[Records]

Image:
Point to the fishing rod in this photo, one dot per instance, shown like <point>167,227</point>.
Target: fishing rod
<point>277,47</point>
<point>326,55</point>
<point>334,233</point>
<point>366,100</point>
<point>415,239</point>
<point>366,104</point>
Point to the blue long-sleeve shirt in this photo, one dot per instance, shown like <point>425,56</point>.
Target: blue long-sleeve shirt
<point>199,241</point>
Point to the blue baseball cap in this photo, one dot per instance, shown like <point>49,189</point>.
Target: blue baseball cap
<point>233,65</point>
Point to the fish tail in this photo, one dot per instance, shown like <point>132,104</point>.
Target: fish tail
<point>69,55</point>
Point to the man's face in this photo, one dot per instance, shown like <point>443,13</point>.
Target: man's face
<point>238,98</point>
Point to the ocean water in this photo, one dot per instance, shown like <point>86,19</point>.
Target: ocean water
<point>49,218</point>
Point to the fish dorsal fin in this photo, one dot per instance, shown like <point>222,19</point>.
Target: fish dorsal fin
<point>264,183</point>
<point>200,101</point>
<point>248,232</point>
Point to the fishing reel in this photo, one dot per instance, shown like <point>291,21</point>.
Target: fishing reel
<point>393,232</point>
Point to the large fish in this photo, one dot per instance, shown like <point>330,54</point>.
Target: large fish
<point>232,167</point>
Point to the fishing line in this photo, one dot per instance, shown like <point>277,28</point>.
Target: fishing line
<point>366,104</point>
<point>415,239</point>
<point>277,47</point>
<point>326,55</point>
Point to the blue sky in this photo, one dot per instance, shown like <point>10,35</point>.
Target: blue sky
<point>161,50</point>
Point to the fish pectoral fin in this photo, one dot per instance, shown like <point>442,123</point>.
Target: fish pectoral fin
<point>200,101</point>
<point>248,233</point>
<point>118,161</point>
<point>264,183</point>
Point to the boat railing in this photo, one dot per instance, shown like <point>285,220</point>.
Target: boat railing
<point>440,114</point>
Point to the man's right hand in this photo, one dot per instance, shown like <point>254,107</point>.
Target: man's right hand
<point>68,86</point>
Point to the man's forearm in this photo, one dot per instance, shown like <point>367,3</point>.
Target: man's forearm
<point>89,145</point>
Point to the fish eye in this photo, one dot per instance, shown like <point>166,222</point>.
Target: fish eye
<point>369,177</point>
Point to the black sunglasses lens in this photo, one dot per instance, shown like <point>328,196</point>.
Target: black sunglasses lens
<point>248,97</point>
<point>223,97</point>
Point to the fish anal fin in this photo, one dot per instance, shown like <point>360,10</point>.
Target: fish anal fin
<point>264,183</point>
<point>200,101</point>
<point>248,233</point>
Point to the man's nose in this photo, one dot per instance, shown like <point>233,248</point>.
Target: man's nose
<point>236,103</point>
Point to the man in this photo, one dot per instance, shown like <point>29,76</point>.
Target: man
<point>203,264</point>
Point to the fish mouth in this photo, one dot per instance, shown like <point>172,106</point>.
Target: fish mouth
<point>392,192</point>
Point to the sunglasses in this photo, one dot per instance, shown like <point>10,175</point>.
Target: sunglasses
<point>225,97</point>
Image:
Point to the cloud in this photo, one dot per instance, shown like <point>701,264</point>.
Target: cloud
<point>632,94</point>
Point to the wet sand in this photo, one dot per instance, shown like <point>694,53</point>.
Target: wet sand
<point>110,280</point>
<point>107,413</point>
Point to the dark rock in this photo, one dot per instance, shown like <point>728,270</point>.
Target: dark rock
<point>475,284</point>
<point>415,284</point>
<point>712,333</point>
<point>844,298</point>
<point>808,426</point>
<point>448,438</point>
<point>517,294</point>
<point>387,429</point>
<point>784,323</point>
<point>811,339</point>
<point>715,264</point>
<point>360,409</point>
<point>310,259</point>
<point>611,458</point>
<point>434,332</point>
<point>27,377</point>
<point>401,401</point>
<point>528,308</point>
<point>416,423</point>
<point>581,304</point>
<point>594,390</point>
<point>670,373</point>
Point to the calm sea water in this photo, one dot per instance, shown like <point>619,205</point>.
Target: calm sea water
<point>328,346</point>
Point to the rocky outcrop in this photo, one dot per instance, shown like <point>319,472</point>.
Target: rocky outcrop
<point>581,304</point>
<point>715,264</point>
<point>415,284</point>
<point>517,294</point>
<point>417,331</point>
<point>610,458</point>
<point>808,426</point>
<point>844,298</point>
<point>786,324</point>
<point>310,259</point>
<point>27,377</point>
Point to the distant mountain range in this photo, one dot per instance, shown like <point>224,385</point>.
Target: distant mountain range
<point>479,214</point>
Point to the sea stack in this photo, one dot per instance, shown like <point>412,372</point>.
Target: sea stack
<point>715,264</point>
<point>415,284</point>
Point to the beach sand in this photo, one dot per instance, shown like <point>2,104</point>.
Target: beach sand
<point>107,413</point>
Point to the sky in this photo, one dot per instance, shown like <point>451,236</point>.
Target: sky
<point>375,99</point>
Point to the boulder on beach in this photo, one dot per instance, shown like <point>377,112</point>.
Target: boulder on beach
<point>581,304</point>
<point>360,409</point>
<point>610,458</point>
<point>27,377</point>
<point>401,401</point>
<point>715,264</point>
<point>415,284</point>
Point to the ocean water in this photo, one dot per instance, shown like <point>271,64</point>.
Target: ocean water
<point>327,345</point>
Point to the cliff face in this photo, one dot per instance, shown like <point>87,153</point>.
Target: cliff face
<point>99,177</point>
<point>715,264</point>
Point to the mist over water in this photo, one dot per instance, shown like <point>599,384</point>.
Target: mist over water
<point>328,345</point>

[/Records]

• _Assignment_
Every entry, written out exactly, is what the response should contain.

• _Answer below_
Image:
Point to the fishing rod in this photo, one dot per instance, shown like <point>167,227</point>.
Target: fishing rod
<point>277,47</point>
<point>326,55</point>
<point>334,233</point>
<point>366,100</point>
<point>415,239</point>
<point>366,104</point>
Point to the blue long-sleeve shirt in this photo, one dot per instance, shown like <point>425,56</point>.
Target: blue long-sleeve shirt
<point>199,241</point>
Point to the blue baseball cap in this photo, one dot per instance, shown like <point>49,189</point>.
Target: blue baseball cap
<point>233,65</point>
Point to the fish tail in this photo, one dot per instance, shown like <point>132,104</point>.
Target: fish tail
<point>69,55</point>
Point to the man's face in this photo, one dot per instance, shown like <point>443,13</point>.
Target: man's face
<point>238,98</point>
Point to the ocean water in this photo, one dot per instance, shown like <point>86,19</point>.
Target: ocean water
<point>49,218</point>
Point to the fish dorsal fin in this photo, one dot per instance, shown like <point>222,19</point>.
Target: fish dorsal fin
<point>264,183</point>
<point>200,101</point>
<point>248,232</point>
Point to the fishing reel in this photo, one dot per instance, shown like <point>291,21</point>.
Target: fishing reel
<point>393,232</point>
Point to the large fish in this photo, one dot per instance, shown like <point>330,54</point>.
Target: large fish
<point>232,167</point>
Point to the fishing line in this photo, one dot per instance, shown like <point>277,28</point>.
Target: fishing line
<point>366,104</point>
<point>415,239</point>
<point>277,47</point>
<point>326,55</point>
Point to the blue sky in this photo, one dot per instance, shown like <point>10,35</point>.
Target: blue sky
<point>161,50</point>
Point to the fish pectoral fin in this photo, one dot per instance, shown like <point>442,123</point>.
Target: fish pectoral fin
<point>200,101</point>
<point>248,233</point>
<point>118,161</point>
<point>264,183</point>
Point to the boat railing in this photo, one dot per instance, shown like <point>285,220</point>.
Target: boat railing
<point>440,114</point>
Point to the man's right hand in this photo, one dot per instance, shown like <point>254,107</point>.
Target: man's right hand
<point>68,86</point>
Point to the man's forearm in this photo, one dot per instance, shown like <point>367,3</point>.
Target: man's forearm
<point>89,145</point>
Point to the fish eye in this photo, one dot per instance, shown like <point>166,222</point>.
Target: fish eye
<point>369,177</point>
Point to the black sunglasses lens in this photo, one dot per instance, shown like <point>328,196</point>.
Target: black sunglasses lens
<point>248,97</point>
<point>223,97</point>
Point to the fish anal fin in this photo, one dot per instance, shown like <point>360,10</point>.
Target: fish anal fin
<point>264,183</point>
<point>200,101</point>
<point>248,233</point>
Point to the man's nose in this photo, one dot per instance, shown like <point>233,248</point>.
Target: man's nose
<point>236,103</point>
Point to the man in this photo, one dot per instance, shown like <point>29,76</point>.
Target: man
<point>203,264</point>
Point to the fish mouth in this photo, one dot per instance, shown like <point>172,106</point>.
Target: fish mouth
<point>392,192</point>
Point to the sunglasses in this photo, one dot per instance, shown like <point>10,175</point>.
Target: sunglasses
<point>225,97</point>
Image:
Point to the cloud in this photo, one dot per instance, shown like <point>701,264</point>.
Target: cloud
<point>632,94</point>
Point to the wet sand in this photo, one dot per instance, shown like <point>694,53</point>.
Target: wet sand
<point>110,280</point>
<point>107,413</point>
Point to the dark rock in this photo, one dot per instance, shown like <point>728,270</point>.
Target: dark rock
<point>475,284</point>
<point>415,284</point>
<point>712,333</point>
<point>844,298</point>
<point>808,426</point>
<point>448,438</point>
<point>517,294</point>
<point>387,429</point>
<point>784,323</point>
<point>811,339</point>
<point>715,264</point>
<point>360,409</point>
<point>310,259</point>
<point>611,458</point>
<point>434,332</point>
<point>27,377</point>
<point>401,401</point>
<point>528,308</point>
<point>416,423</point>
<point>581,304</point>
<point>594,390</point>
<point>670,373</point>
Point to the calm sea water in this photo, one dot per instance, shown like <point>619,205</point>.
Target: calm sea water
<point>328,346</point>
Point to the rocky outcrop in this photo, one dot per instance, shown like <point>319,472</point>.
Target: rocky outcrop
<point>581,304</point>
<point>715,264</point>
<point>415,284</point>
<point>517,294</point>
<point>417,331</point>
<point>610,458</point>
<point>808,426</point>
<point>844,298</point>
<point>786,324</point>
<point>310,259</point>
<point>27,377</point>
Point to the distant mountain range in this photo, one dot per instance, shown like <point>224,385</point>.
Target: distant mountain range
<point>479,214</point>
Point to the sea stack in this photo, one dot per instance, shown like <point>412,372</point>.
Target: sea stack
<point>715,264</point>
<point>415,284</point>
Point to the beach sand in this photo, one dot per instance, shown like <point>2,104</point>.
Target: beach sand
<point>107,413</point>
Point to the sky in this photo, one dot per instance, shown like <point>451,236</point>.
Target: sky
<point>375,99</point>
Point to the boulder on beach in this photo, one dot per instance, shown like <point>377,112</point>.
Target: boulder on beach
<point>581,304</point>
<point>360,409</point>
<point>610,458</point>
<point>27,377</point>
<point>401,401</point>
<point>715,264</point>
<point>415,284</point>
Point to the ocean water in this photo, one dot per instance, shown like <point>271,64</point>.
Target: ocean water
<point>327,345</point>
Point to the cliff face in this photo, one dot per instance, shown like <point>87,153</point>.
Target: cliff face
<point>99,177</point>
<point>715,264</point>
Point to the mist over water in this photo, one dot per instance, shown like <point>599,384</point>.
Target: mist over water
<point>328,345</point>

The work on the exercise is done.